→ Goal of the exercise: Look through the listing below and work out how many of its lines hold the word "window". Give only the number.

⟨

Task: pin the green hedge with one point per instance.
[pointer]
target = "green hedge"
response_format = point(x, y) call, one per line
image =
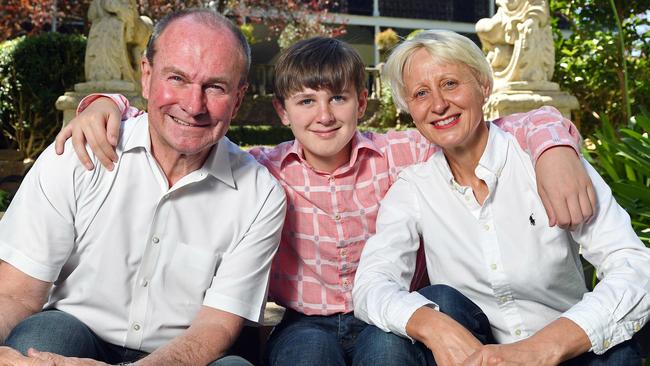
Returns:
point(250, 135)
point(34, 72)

⟩
⟨

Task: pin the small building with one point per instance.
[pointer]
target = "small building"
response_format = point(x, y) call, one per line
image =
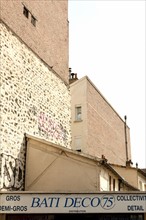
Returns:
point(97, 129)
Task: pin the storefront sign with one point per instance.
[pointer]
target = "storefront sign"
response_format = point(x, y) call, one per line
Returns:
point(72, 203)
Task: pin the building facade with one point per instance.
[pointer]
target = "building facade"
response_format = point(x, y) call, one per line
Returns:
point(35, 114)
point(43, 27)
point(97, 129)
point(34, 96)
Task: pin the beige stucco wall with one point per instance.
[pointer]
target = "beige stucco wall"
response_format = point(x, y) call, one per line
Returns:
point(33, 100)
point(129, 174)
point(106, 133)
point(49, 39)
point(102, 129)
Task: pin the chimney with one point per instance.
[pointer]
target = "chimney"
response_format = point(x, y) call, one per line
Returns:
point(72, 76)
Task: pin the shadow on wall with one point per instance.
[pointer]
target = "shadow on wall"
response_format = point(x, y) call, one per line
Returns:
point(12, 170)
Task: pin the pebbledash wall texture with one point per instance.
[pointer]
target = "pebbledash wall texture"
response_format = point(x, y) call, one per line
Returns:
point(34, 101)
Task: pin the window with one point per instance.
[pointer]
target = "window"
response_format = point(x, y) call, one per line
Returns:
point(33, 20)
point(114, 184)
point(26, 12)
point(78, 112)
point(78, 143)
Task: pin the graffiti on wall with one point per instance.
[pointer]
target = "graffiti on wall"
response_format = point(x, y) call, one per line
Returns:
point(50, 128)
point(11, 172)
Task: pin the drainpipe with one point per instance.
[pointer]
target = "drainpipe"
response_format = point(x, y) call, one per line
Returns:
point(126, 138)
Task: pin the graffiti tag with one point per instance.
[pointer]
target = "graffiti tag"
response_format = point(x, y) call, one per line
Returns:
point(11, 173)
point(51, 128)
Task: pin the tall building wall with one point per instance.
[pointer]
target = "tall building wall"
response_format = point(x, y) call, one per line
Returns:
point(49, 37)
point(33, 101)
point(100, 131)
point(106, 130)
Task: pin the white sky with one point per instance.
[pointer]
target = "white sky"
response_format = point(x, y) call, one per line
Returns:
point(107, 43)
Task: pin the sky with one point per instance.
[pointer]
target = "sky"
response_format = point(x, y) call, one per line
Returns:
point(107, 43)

⟩

→ Expected output: 2